Intervención en el acto interreligioso: 
La cultura de la paz en el Cristianismo y el Islam
Fundación Alulbeyt, Madrid, jueves 7 de mayo 2015

Fuente de la imagen: icjs.org
La declaración Nostra aetate del Concilio Vaticano II, de la que pronto, el 28 de octubre de este año, se va a cumplir el quincuagésimo aniversario de su promulgación, y que es un documento fundamental para saber el modo en que la Iglesia católica entiende su relación con las religiones no cristianas, terminaba afirmando lo siguiente:

La Iglesia, por consiguiente, reprueba como ajena al espíritu de Cristo cualquier discriminación o vejación realizada por motivos de raza o color, de condición o religión. Por esto, el sagrado Concilio, siguiendo las huellas de los santos Apóstoles Pedro y Pablo, ruega ardientemente a los fieles que, «observando en medio de las naciones una conducta ejemplar», si es posible, en cuanto de ellos depende, tengan paz con todos los hombres, para que sean verdaderamente hijos del Padre que está en los cielos.
(Nostra aetate, 5)

Este documento de la autoridad suprema de la Iglesia católica, de todos los obispos reunidos con el
Cartel del acto
sucesor de Pedro, significó un gran cambio en su forma de entender y vivir la relación con las demás religiones. Aunque los primeros borradores del documento que se debatieron en el proceso conciliar trataban sobre todo de la relación de la Iglesia con el judaísmo, en el documento finalmente aprobado se habla de otras religiones y también del Islam, afirmando lo siguiente:

La Iglesia mira también con aprecio a los musulmanes que adoran al único Dios, viviente y subsistente, misericordioso y todopoderoso, Creador del cielo y de la tierra, que habló a los hombres, a cuyos ocultos designios procuran someterse con toda el alma como se sometió a Dios Abraham, a quien la fe islámica mira con complacencia. Veneran a Jesús como profeta, aunque no lo reconocen como Dios; honran a María, su Madre virginal, y a veces también la invocan devotamente. Esperan, además, el día del juicio, cuando Dios remunerará a todos los hombres resucitados. Por tanto, aprecian la vida moral, y honran a Dios sobre todo con la oración, las limosnas y el ayuno.

Si en el transcurso de los siglos surgieron no pocas desavenencias y enemistades entre cristianos y musulmanes, el Sagrado Concilio exhorta a todos a que, olvidando lo pasado, procuren y promuevan unidos la justicia social, los bienes morales, la paz y la libertad para todos los hombres.
(Nostra aetate, 3)

**Detalles del ejercicio**. Transcribe de la fuente sobre la paz en el cristianismo y el islam el pasaje que comienza con "La Iglesia, por" y continúa hasta "en los cielos.", sin alterar nada.

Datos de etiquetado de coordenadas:
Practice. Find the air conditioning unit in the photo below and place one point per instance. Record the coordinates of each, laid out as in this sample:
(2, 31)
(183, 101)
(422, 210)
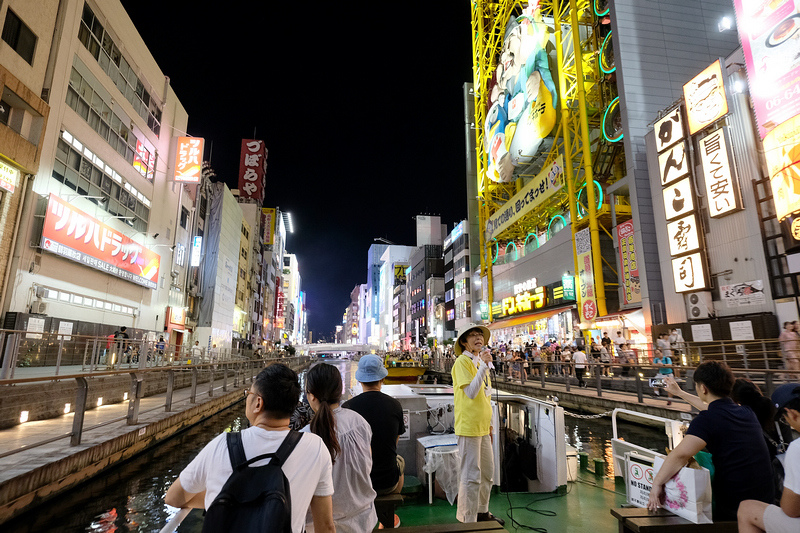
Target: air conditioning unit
(699, 305)
(39, 308)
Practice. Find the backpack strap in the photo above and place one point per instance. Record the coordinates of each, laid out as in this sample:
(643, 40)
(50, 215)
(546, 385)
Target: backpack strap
(238, 458)
(236, 449)
(287, 447)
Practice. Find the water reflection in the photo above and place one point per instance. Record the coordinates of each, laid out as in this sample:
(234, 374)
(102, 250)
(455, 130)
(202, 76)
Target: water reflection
(130, 497)
(594, 435)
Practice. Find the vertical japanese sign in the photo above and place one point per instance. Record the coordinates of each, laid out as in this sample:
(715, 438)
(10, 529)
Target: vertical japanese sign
(675, 176)
(9, 176)
(71, 233)
(588, 299)
(705, 97)
(252, 170)
(631, 286)
(268, 225)
(189, 159)
(722, 188)
(768, 32)
(689, 273)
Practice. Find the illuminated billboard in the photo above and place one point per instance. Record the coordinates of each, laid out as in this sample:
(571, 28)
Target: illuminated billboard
(523, 97)
(189, 159)
(768, 30)
(252, 169)
(705, 98)
(71, 233)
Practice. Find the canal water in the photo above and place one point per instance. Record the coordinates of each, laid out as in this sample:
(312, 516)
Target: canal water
(130, 497)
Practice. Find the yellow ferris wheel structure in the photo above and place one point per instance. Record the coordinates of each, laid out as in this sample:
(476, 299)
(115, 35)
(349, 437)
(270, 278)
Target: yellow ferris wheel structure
(587, 103)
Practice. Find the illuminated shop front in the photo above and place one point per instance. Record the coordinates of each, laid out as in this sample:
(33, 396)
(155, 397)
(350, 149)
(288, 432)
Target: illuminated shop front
(535, 313)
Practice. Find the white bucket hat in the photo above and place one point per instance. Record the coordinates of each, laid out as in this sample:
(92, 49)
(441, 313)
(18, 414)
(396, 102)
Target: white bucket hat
(457, 348)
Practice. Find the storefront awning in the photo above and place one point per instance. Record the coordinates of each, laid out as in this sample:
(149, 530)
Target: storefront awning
(527, 319)
(630, 318)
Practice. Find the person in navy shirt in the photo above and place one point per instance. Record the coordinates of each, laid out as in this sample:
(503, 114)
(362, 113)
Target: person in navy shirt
(731, 433)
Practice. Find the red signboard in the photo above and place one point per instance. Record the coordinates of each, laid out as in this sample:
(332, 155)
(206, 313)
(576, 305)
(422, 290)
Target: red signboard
(71, 233)
(189, 159)
(252, 170)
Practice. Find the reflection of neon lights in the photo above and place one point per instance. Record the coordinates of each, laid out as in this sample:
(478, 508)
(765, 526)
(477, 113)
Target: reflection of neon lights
(516, 251)
(614, 103)
(596, 12)
(603, 55)
(563, 224)
(528, 237)
(581, 210)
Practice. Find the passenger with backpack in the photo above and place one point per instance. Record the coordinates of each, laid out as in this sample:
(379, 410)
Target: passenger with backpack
(279, 475)
(348, 436)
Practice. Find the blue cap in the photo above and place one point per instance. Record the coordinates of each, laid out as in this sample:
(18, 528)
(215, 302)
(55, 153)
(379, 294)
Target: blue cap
(784, 394)
(371, 369)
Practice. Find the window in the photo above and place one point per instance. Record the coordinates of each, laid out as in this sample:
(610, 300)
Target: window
(102, 47)
(19, 36)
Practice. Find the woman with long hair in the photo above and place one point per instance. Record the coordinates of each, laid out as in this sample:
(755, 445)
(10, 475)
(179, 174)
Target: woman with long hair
(347, 436)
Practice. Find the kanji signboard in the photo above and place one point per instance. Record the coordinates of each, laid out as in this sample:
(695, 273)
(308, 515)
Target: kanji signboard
(189, 159)
(252, 170)
(71, 233)
(722, 188)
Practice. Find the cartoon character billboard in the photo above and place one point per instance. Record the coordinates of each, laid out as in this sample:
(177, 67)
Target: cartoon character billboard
(523, 97)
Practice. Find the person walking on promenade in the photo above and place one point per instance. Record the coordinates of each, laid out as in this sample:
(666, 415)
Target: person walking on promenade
(579, 358)
(790, 346)
(347, 436)
(473, 419)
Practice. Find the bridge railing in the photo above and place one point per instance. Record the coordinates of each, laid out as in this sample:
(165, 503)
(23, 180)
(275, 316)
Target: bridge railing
(40, 354)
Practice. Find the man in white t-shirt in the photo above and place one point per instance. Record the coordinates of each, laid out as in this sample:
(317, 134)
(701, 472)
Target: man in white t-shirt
(269, 404)
(579, 359)
(755, 516)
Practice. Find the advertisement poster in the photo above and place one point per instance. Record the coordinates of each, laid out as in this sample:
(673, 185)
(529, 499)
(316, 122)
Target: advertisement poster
(71, 233)
(524, 100)
(742, 294)
(548, 182)
(705, 98)
(588, 300)
(631, 287)
(768, 30)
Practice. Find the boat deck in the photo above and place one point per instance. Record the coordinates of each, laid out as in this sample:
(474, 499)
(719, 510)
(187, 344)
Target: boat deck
(585, 507)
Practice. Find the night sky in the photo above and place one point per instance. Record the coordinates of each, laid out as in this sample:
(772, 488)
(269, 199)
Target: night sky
(361, 111)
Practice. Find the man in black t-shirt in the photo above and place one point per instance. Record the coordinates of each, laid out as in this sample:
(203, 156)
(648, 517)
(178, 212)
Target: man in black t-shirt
(733, 436)
(385, 416)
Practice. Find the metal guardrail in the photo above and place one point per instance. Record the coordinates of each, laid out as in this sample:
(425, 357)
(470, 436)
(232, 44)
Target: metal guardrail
(240, 371)
(52, 352)
(760, 361)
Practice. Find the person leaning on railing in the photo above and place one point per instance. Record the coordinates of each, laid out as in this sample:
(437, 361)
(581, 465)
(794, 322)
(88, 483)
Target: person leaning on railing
(731, 433)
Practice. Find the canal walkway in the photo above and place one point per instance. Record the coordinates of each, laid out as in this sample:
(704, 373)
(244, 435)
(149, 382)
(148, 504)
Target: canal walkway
(38, 462)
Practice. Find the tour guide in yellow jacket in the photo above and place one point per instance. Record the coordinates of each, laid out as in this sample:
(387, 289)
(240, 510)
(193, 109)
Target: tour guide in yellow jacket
(473, 414)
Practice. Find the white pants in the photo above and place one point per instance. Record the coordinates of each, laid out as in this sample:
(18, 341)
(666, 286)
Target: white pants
(475, 484)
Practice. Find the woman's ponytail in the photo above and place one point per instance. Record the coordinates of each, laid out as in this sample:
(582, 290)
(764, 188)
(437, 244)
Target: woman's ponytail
(325, 383)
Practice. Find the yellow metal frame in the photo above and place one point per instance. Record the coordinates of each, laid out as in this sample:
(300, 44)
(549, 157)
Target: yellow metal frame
(576, 136)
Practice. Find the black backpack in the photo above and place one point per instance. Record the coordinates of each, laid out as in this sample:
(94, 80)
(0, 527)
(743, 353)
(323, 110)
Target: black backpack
(254, 498)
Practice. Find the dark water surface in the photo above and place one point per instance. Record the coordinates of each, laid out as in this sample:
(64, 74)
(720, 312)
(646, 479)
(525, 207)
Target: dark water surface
(130, 497)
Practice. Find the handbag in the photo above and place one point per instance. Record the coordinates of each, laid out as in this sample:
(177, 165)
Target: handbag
(688, 493)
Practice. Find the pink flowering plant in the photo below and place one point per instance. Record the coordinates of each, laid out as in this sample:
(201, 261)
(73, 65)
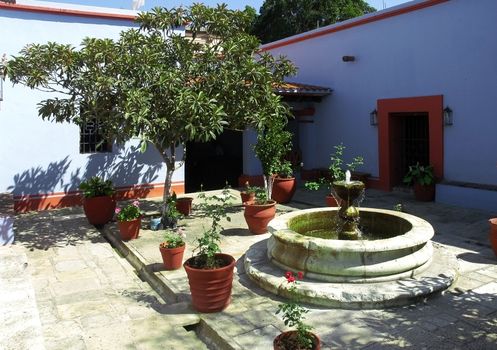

**Resultado del ejercicio**.
La Iglesia, por consiguiente, reprueba como ajena al espíritu de Cristo cualquier discriminación o vejación realizada por motivos de raza o color, de condición o religión. Por esto, el sagrado Concilio, siguiendo las huellas de los santos Apóstoles Pedro y Pablo, ruega ardientemente a los fieles que, «observando en medio de las naciones una conducta ejemplar», si es posible, en cuanto de ellos depende, tengan paz con todos los hombres, para que sean verdaderamente hijos del Padre que está en los cielos.